Welcome to the 68-cover Above the Sea Level resto-bar at the Raintree Hotel on St.Mary’s Road where the “Fish Bazaar” seafood festival Jan 24-Feb 3 is being hosted.
“The concept is simple. Guests can choose from the range of day’s seafood catch including live ones. The items will be weighed and would be cooked as per the guests’ choice of marination and cooking style – grilled, poached, steamed or tandoored,” chef R. Jai Shankar told IANS.

The dishes are served with a choice of accompaniments like olive grilled vegetables, spicy potato wedges or garlic mashed potatoes.

And guests can enjoy the starry skies and breeze and speculate on the names of the other tall structures visible on the skyline while eating their food.

The day’s catch of seafood ranges from lady fish, ribha fish, iraal, pomfret, emperor, tuna, grouper, pearl spot, cuttle fish, parrot fish, rock/sand lobsters to octopus, oysters, live mud crabs, king prawns and sardines, among others.

Excerpts of pointing data
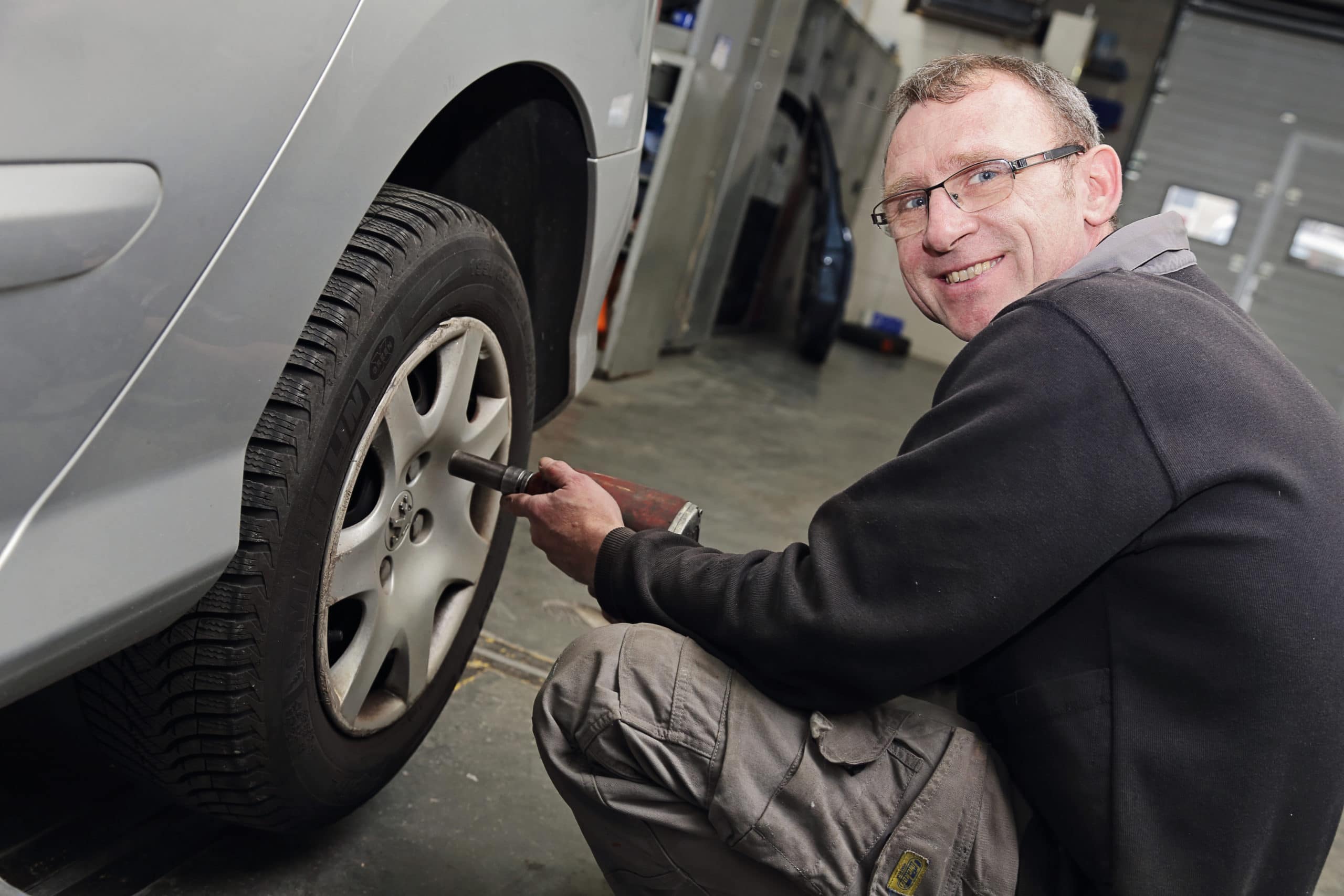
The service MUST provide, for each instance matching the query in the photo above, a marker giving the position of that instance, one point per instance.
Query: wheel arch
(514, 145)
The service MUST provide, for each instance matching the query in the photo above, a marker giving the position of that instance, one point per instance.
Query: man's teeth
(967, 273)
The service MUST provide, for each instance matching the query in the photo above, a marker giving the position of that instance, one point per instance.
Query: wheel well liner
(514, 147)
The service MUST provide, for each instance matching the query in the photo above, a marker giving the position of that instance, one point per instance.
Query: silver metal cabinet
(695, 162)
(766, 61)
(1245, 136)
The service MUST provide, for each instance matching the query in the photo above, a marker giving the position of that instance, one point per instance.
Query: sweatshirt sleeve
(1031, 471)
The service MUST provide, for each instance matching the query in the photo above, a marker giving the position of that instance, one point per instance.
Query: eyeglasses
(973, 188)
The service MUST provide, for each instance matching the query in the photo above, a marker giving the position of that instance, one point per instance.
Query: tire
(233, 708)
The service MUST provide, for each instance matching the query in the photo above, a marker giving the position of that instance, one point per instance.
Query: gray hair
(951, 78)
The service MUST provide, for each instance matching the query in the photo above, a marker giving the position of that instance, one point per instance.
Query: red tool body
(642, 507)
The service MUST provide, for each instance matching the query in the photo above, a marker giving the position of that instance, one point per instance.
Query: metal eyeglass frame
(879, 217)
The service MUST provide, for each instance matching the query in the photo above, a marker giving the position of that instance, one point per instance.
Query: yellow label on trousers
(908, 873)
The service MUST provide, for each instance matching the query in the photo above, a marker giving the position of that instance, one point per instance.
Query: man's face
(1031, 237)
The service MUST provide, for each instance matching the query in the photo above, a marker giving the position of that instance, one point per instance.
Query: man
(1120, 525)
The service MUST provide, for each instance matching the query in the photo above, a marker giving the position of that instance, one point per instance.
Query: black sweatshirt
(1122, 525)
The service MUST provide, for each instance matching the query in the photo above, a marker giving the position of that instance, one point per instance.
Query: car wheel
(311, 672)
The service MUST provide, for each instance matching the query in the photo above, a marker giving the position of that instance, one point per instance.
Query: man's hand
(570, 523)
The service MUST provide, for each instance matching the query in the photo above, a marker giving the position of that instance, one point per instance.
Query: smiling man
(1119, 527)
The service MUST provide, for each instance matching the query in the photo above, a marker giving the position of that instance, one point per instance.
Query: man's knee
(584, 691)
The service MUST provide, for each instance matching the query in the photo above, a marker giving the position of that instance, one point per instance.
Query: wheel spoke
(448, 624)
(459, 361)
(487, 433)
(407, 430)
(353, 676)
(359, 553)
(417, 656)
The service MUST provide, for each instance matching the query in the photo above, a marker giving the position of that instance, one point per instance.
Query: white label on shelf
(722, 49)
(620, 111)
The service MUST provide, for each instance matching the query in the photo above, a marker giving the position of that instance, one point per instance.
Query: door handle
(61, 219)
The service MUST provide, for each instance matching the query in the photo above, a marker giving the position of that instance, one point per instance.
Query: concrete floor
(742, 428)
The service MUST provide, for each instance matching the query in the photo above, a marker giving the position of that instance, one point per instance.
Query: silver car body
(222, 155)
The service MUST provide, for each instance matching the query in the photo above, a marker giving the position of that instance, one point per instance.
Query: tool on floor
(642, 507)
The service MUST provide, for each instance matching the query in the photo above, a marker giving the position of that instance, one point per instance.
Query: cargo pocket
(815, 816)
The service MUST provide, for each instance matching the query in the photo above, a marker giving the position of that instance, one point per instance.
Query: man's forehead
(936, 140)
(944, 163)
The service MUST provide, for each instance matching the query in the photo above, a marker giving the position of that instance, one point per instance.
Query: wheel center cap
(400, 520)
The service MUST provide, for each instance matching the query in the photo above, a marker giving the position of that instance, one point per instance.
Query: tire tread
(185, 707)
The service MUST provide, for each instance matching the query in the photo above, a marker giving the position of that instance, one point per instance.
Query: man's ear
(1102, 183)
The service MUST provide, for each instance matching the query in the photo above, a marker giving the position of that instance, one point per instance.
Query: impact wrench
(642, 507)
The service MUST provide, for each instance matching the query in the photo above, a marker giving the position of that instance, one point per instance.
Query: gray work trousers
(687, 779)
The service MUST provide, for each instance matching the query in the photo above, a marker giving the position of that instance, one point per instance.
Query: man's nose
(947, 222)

- **SHORT TASK 1**:
Count the lines in the records that contain the string "label" and give only that number.
- **SHORT TASK 2**:
Continue the article about the seafood festival, picking up right after its final sentence.

- **WRITTEN REPLY 1**:
2

- **WRITTEN REPLY 2**:
Live iraal, lobsters and other fish are kept in a large glass tank for guests to choose from.

Setting the mood to dive into an elaborate fishy dinner is the aroma that wafts through the restaurant and a small fish bowl containing live blue gourami – an ornamental fish.

No, the fish in the bowl is not for the plate. Watching it, guests can relax their minds.

“Last year we had 40 fish varieties and this year it is 51. No imported fish varieties are served during the seafood festival. This is an opportunity for the guests to taste the local catch,” Shankar said.

Surprisingly there is no seafood soup.

“We offer only vegetarian soups,” Shankar said, suggesting the oven-roasted tomato soup.

A Tamilian but hailing from Bihar, Shankar took to ladles like a fish to water. His father M. Rajendran was a head chef for Tata Sons in Jamshedpur and Shankar wanted to follow his footsteps after his B.Com degree.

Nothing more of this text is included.